TASK OBJECTIVE: Tally the lines in the rows below that contain the string "field", and reply with the number alone.

Position annotation rows
"""

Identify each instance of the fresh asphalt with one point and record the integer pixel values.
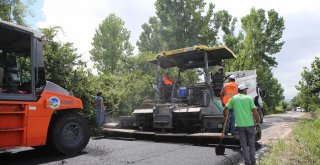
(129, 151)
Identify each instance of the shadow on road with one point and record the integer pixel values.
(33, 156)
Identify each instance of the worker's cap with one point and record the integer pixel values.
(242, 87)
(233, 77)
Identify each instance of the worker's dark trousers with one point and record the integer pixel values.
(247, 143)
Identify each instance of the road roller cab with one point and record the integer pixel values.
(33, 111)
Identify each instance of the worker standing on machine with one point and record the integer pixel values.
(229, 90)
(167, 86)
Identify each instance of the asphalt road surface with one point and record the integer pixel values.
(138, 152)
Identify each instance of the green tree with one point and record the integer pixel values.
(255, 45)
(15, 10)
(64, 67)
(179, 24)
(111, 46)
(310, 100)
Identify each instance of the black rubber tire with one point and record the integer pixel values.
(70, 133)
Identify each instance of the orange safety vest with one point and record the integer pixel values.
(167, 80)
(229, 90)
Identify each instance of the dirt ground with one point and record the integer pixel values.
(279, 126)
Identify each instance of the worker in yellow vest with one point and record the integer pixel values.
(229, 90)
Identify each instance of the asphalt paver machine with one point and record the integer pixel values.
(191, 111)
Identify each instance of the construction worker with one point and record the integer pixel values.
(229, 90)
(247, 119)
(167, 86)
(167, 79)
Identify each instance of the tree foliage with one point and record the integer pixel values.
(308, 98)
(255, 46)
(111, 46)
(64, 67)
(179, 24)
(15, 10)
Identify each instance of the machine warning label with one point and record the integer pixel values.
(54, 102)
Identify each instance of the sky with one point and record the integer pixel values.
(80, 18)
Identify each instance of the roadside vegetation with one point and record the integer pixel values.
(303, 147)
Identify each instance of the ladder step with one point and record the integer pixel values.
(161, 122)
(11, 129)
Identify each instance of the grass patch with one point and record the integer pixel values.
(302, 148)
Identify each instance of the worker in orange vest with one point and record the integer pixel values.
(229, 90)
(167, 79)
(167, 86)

"""
"""

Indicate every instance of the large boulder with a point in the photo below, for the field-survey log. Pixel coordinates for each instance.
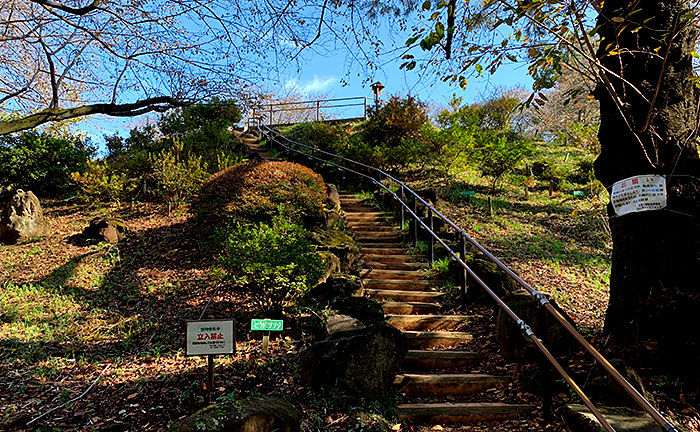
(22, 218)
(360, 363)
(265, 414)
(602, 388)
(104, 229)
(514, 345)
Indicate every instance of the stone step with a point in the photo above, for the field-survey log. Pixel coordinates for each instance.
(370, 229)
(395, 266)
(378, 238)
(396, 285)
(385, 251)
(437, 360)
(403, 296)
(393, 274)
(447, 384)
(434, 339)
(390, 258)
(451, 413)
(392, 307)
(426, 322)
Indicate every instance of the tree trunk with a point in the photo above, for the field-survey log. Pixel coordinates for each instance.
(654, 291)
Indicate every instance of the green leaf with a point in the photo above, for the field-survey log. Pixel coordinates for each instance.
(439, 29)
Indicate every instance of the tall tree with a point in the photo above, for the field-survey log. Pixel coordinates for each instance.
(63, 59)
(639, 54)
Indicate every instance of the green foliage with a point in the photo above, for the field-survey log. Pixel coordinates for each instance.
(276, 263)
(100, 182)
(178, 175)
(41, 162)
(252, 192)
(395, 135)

"""

ANSWER FOR THIS EXERCISE: 6